━━━━━ LISTED RECORDS ━━━━━

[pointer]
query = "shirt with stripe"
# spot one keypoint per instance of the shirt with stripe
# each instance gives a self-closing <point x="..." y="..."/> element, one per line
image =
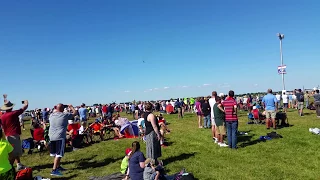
<point x="228" y="105"/>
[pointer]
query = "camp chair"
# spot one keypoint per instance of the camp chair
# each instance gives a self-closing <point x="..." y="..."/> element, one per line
<point x="256" y="116"/>
<point x="108" y="133"/>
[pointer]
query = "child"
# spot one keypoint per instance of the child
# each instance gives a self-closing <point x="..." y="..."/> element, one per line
<point x="6" y="170"/>
<point x="125" y="162"/>
<point x="153" y="171"/>
<point x="219" y="120"/>
<point x="83" y="131"/>
<point x="97" y="128"/>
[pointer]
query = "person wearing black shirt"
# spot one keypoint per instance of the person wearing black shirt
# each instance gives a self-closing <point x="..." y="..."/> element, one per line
<point x="206" y="110"/>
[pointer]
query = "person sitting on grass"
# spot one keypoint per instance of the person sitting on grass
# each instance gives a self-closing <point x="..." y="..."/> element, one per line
<point x="84" y="132"/>
<point x="97" y="128"/>
<point x="6" y="158"/>
<point x="73" y="133"/>
<point x="125" y="162"/>
<point x="220" y="121"/>
<point x="136" y="163"/>
<point x="38" y="134"/>
<point x="153" y="171"/>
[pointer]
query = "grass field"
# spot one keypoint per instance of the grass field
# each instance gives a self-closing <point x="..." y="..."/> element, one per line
<point x="295" y="156"/>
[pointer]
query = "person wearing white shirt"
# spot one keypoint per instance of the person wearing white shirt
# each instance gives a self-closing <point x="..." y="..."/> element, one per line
<point x="278" y="97"/>
<point x="285" y="101"/>
<point x="212" y="101"/>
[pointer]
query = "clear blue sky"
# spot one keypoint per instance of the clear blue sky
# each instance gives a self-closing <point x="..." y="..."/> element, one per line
<point x="93" y="51"/>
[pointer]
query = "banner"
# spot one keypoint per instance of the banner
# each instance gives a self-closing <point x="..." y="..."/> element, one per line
<point x="282" y="69"/>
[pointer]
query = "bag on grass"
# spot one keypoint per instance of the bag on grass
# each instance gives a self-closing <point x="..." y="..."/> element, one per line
<point x="24" y="174"/>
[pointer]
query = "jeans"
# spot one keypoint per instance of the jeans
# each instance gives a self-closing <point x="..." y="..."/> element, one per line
<point x="317" y="105"/>
<point x="207" y="121"/>
<point x="232" y="129"/>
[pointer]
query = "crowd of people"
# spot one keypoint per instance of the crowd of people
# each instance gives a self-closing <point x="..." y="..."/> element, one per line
<point x="65" y="124"/>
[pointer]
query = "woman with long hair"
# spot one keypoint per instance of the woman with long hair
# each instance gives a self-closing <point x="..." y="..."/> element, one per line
<point x="199" y="111"/>
<point x="6" y="159"/>
<point x="152" y="133"/>
<point x="136" y="162"/>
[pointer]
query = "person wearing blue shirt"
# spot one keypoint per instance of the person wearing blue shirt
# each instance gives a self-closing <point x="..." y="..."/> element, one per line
<point x="83" y="112"/>
<point x="271" y="106"/>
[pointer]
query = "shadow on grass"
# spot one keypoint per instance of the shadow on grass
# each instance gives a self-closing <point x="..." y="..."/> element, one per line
<point x="180" y="157"/>
<point x="96" y="164"/>
<point x="64" y="178"/>
<point x="46" y="166"/>
<point x="250" y="143"/>
<point x="242" y="138"/>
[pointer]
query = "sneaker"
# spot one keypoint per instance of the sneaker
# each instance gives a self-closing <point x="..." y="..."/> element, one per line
<point x="55" y="173"/>
<point x="20" y="167"/>
<point x="223" y="145"/>
<point x="61" y="169"/>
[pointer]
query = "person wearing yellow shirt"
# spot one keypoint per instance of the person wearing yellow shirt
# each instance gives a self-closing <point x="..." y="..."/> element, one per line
<point x="6" y="159"/>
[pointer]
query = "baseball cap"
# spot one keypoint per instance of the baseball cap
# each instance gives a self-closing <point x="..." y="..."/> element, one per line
<point x="128" y="151"/>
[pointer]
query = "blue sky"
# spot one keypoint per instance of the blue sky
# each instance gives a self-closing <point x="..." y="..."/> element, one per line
<point x="93" y="51"/>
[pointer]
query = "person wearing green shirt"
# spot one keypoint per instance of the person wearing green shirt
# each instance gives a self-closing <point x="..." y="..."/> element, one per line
<point x="6" y="159"/>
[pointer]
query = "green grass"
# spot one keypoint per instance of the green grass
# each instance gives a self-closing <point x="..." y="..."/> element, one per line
<point x="295" y="156"/>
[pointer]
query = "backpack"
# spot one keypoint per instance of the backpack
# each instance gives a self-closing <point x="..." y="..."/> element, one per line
<point x="24" y="174"/>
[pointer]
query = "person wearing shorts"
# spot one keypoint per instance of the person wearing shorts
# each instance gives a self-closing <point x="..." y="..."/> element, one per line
<point x="57" y="133"/>
<point x="271" y="105"/>
<point x="12" y="129"/>
<point x="219" y="120"/>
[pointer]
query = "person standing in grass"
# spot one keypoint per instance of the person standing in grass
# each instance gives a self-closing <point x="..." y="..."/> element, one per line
<point x="212" y="101"/>
<point x="231" y="118"/>
<point x="152" y="134"/>
<point x="300" y="102"/>
<point x="12" y="130"/>
<point x="271" y="105"/>
<point x="317" y="102"/>
<point x="6" y="159"/>
<point x="206" y="113"/>
<point x="199" y="111"/>
<point x="57" y="133"/>
<point x="285" y="100"/>
<point x="220" y="121"/>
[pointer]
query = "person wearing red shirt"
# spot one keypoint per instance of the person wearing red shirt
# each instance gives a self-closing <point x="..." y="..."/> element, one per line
<point x="11" y="128"/>
<point x="231" y="118"/>
<point x="38" y="133"/>
<point x="104" y="111"/>
<point x="97" y="128"/>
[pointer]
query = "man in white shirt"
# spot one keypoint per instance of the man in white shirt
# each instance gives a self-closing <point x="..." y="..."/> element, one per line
<point x="285" y="101"/>
<point x="212" y="101"/>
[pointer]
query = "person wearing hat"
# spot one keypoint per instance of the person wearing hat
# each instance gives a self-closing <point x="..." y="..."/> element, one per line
<point x="6" y="169"/>
<point x="57" y="133"/>
<point x="125" y="162"/>
<point x="12" y="129"/>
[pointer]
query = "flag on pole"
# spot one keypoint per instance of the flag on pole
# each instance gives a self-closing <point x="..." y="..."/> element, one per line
<point x="282" y="69"/>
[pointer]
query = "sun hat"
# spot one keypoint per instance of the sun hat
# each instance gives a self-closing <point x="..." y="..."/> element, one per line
<point x="128" y="151"/>
<point x="8" y="105"/>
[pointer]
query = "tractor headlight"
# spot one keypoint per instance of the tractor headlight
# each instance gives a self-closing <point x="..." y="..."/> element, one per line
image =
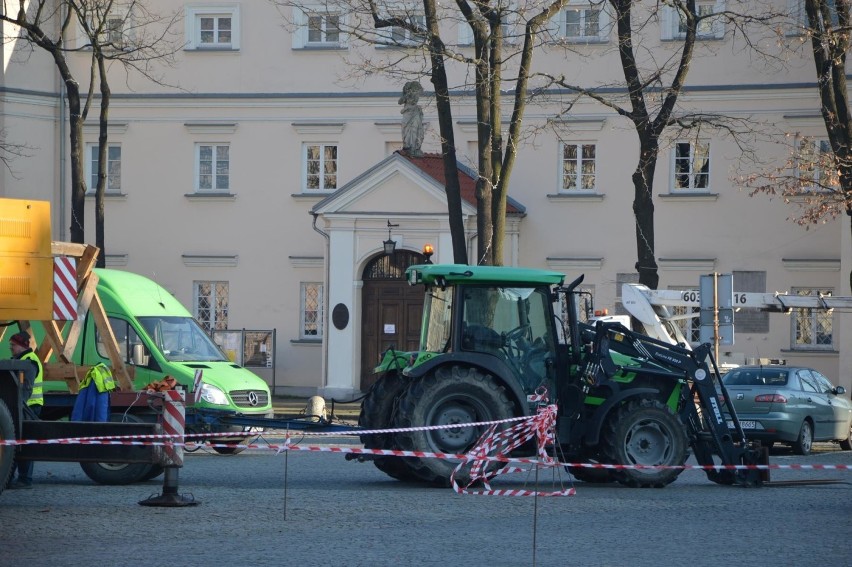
<point x="213" y="395"/>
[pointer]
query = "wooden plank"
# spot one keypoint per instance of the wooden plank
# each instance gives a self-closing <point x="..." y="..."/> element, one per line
<point x="119" y="369"/>
<point x="85" y="264"/>
<point x="52" y="340"/>
<point x="67" y="249"/>
<point x="84" y="300"/>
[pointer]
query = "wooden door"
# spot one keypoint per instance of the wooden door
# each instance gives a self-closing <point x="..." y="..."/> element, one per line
<point x="391" y="311"/>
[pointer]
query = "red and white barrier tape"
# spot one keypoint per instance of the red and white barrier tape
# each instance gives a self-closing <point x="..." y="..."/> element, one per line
<point x="288" y="446"/>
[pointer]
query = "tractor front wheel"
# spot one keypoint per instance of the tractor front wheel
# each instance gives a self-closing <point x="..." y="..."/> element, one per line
<point x="376" y="413"/>
<point x="448" y="396"/>
<point x="645" y="433"/>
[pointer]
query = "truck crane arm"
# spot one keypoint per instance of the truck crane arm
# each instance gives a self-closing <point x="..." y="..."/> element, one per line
<point x="700" y="406"/>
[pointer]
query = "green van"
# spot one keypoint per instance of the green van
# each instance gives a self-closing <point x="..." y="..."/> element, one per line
<point x="158" y="337"/>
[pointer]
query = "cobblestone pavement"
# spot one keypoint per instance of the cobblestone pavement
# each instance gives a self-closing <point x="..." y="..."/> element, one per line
<point x="315" y="509"/>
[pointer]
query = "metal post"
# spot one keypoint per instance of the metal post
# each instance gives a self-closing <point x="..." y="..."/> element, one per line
<point x="174" y="421"/>
<point x="716" y="315"/>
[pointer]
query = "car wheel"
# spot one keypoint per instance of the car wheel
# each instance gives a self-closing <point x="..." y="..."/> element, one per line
<point x="846" y="444"/>
<point x="803" y="445"/>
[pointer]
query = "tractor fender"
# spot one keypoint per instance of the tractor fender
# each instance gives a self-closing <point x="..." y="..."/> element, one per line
<point x="593" y="429"/>
<point x="490" y="364"/>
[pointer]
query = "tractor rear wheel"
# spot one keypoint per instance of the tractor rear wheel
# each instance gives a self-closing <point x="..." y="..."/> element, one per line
<point x="645" y="432"/>
<point x="448" y="395"/>
<point x="376" y="413"/>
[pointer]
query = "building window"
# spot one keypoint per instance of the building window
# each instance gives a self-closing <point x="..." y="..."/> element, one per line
<point x="211" y="305"/>
<point x="584" y="22"/>
<point x="311" y="312"/>
<point x="812" y="327"/>
<point x="691" y="166"/>
<point x="320" y="167"/>
<point x="799" y="25"/>
<point x="815" y="165"/>
<point x="578" y="167"/>
<point x="674" y="23"/>
<point x="318" y="28"/>
<point x="324" y="29"/>
<point x="113" y="168"/>
<point x="213" y="27"/>
<point x="213" y="166"/>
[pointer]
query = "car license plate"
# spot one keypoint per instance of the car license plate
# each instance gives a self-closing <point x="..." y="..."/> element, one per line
<point x="744" y="423"/>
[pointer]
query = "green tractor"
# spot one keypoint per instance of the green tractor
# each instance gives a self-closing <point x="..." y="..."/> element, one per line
<point x="492" y="337"/>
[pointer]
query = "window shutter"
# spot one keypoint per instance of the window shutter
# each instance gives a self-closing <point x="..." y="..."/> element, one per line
<point x="667" y="15"/>
<point x="300" y="34"/>
<point x="605" y="23"/>
<point x="798" y="17"/>
<point x="555" y="26"/>
<point x="465" y="33"/>
<point x="344" y="37"/>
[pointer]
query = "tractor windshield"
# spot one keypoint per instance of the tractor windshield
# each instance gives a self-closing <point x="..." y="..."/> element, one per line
<point x="513" y="324"/>
<point x="437" y="319"/>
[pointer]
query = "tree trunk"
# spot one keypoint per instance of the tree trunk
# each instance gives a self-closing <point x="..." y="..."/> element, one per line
<point x="484" y="193"/>
<point x="103" y="164"/>
<point x="448" y="144"/>
<point x="643" y="210"/>
<point x="78" y="183"/>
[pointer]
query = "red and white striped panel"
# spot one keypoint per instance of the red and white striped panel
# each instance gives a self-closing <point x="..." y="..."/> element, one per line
<point x="174" y="422"/>
<point x="64" y="289"/>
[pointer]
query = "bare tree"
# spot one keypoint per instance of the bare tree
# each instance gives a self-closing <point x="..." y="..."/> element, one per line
<point x="10" y="150"/>
<point x="500" y="64"/>
<point x="127" y="33"/>
<point x="53" y="25"/>
<point x="818" y="175"/>
<point x="45" y="24"/>
<point x="654" y="79"/>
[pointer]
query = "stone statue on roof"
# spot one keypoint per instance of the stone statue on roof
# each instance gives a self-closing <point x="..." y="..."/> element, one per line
<point x="412" y="118"/>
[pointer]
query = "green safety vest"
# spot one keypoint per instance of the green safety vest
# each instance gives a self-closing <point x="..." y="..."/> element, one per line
<point x="101" y="375"/>
<point x="37" y="397"/>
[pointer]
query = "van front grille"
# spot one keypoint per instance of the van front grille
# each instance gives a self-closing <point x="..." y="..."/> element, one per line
<point x="250" y="398"/>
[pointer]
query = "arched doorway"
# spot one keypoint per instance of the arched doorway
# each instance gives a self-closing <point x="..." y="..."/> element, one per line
<point x="391" y="310"/>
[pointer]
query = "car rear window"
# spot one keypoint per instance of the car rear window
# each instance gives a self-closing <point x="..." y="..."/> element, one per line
<point x="756" y="377"/>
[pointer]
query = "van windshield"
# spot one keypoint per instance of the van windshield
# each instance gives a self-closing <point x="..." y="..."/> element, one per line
<point x="181" y="339"/>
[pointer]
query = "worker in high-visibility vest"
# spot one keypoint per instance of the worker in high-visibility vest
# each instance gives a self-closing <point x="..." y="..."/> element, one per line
<point x="33" y="393"/>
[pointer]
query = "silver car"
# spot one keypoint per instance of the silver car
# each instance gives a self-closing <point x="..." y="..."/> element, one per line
<point x="790" y="404"/>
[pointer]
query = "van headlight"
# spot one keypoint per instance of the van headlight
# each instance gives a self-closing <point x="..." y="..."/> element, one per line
<point x="213" y="395"/>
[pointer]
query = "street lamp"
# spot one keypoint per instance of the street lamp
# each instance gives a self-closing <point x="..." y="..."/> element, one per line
<point x="390" y="243"/>
<point x="428" y="250"/>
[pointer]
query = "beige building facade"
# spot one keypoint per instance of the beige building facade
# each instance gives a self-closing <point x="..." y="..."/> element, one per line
<point x="258" y="179"/>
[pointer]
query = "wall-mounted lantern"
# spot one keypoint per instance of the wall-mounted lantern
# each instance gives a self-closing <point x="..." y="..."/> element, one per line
<point x="428" y="250"/>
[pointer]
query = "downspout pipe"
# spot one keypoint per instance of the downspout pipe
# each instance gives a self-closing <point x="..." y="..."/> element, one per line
<point x="327" y="270"/>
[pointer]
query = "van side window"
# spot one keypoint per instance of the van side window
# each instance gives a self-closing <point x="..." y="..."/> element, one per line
<point x="125" y="336"/>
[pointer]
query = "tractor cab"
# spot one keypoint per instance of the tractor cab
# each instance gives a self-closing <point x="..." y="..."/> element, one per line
<point x="494" y="318"/>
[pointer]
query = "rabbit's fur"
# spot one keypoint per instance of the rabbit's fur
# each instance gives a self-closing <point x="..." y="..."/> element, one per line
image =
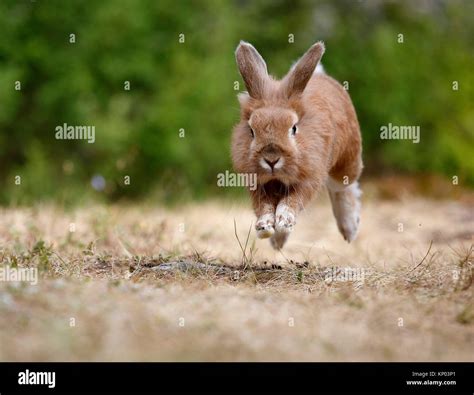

━━━━━

> ASSIGNMENT
What lines in the entries above include the string "long"? Return each one.

> WORKED SOLUTION
query = "woman with long hair"
# spot one keypoint per instance of the woman with long hair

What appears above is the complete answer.